▶ **PASSAGE FOR REVIEW**
============================================================
In this notebook, we will explore how to use Databricks AutoML to generate the best notebooks to predict our patient readmission risk and deploy our model in production.

Databricks AutoML allows you to quickly generate baseline models and notebooks. 

ML experts can accelerate their workflow by fast-forwarding through the usual trial-and-error and focus on customizations using their domain knowledge, and citizen data scientists can quickly achieve usable results with a low-code approach.

In [0]:
dbutils.widgets.text("catalog", "", "Catalog")
dbutils.widgets.text("schema", "", "Schema")

In [0]:
from pyspark.sql import SparkSession
spark: SparkSession

catalog = dbutils.widgets.get("catalog")
schema = dbutils.widgets.get("schema")

spark.sql(f"USE `{catalog}`.`{schema}`")

DataFrame[]

In [0]:
import mlflow
mlflow.set_registry_uri("databricks-uc")
============================================================
▶ **DATA PROVIDED**
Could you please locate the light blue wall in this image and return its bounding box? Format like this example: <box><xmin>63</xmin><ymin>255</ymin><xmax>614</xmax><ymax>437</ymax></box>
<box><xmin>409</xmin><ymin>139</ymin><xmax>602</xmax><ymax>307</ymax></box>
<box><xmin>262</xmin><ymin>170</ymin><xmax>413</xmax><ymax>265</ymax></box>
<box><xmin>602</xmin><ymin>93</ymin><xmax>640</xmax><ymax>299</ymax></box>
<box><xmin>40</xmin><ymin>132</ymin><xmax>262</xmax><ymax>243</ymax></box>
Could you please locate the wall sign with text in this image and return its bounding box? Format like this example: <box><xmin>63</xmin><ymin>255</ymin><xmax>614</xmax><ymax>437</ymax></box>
============================================================
▶ **AIM OF THE TASK**
Extract the full Databricks AutoML notebook excerpt above, reproducing every line, code cell and blank line without change.

▶ **FINAL ANSWER**
In this notebook, we will explore how to use Databricks AutoML to generate the best notebooks to predict our patient readmission risk and deploy our model in production.

Databricks AutoML allows you to quickly generate baseline models and notebooks. 

ML experts can accelerate their workflow by fast-forwarding through the usual trial-and-error and focus on customizations using their domain knowledge, and citizen data scientists can quickly achieve usable results with a low-code approach.

In [0]:
dbutils.widgets.text("catalog", "", "Catalog")
dbutils.widgets.text("schema", "", "Schema")

In [0]:
from pyspark.sql import SparkSession
spark: SparkSession

catalog = dbutils.widgets.get("catalog")
schema = dbutils.widgets.get("schema")

spark.sql(f"USE `{catalog}`.`{schema}`")

DataFrame[]

In [0]:
import mlflow
mlflow.set_registry_uri("databricks-uc")